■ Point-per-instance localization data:

Start of Block

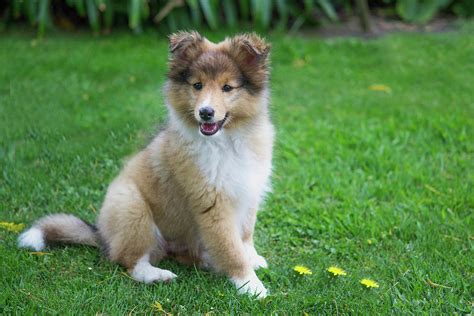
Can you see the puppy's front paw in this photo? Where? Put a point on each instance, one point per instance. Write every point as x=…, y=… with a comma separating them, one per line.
x=250, y=285
x=256, y=260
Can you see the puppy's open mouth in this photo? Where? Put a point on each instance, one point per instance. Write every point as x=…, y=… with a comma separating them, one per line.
x=209, y=129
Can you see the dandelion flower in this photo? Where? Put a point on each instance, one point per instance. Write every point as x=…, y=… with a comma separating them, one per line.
x=16, y=228
x=302, y=270
x=336, y=271
x=157, y=306
x=369, y=283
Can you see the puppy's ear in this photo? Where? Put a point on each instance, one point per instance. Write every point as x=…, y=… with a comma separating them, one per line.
x=185, y=47
x=181, y=42
x=251, y=53
x=250, y=50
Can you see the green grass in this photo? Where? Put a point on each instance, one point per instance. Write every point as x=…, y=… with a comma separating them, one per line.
x=351, y=164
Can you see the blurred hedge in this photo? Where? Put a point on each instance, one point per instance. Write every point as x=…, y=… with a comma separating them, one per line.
x=170, y=15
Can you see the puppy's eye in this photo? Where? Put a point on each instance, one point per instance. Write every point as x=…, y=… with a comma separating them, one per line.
x=227, y=88
x=197, y=86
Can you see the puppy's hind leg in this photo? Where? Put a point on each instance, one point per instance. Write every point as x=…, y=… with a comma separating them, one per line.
x=130, y=235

End of Block

■ Exercise requirements:
Give the entries above again word for word, without any pictures.

■ Response to this task:
Can you see the puppy's front paw in this photo? Where? Put a point on each instance, one point per instance. Write every point as x=…, y=… with a comma separating them, one per line.
x=250, y=285
x=256, y=260
Can you see the puppy's open mouth in this photo? Where? Put a point on each instance, one point per instance. Write every point as x=…, y=… with a comma separating them, one per line.
x=209, y=129
Can you see the dandelion flower in this photo? Where? Put a point on each instance, one point per instance. Write every point as x=…, y=… with a comma separating them, one per line.
x=16, y=228
x=302, y=270
x=336, y=271
x=157, y=306
x=369, y=283
Can you see the puppy's ear in this photo? Where? Put a point on each instance, one point per instance. Write every point as x=…, y=… with a comma separating them, one per line.
x=185, y=47
x=181, y=42
x=251, y=53
x=250, y=50
Can you see the green grass in this photo? Where? Put a point on each instance, one point per instance. Write every point as x=…, y=… with a comma separating them, one per line.
x=351, y=164
Can you see the blurred hedge in this photo? Where? Put a point on each instance, one point per instance. Write every point as x=…, y=… with a comma separating them, one per line.
x=170, y=15
Can you see the puppy's eye in this photo? Where? Put a point on each instance, one point per instance. Write every point as x=…, y=… with a comma separating them, one per line.
x=227, y=88
x=197, y=86
Can you see the puppy's hind leg in this photo? Where? Put a point on each instance, one point per instance. Write every point as x=…, y=… with a comma separating them, one per line.
x=130, y=235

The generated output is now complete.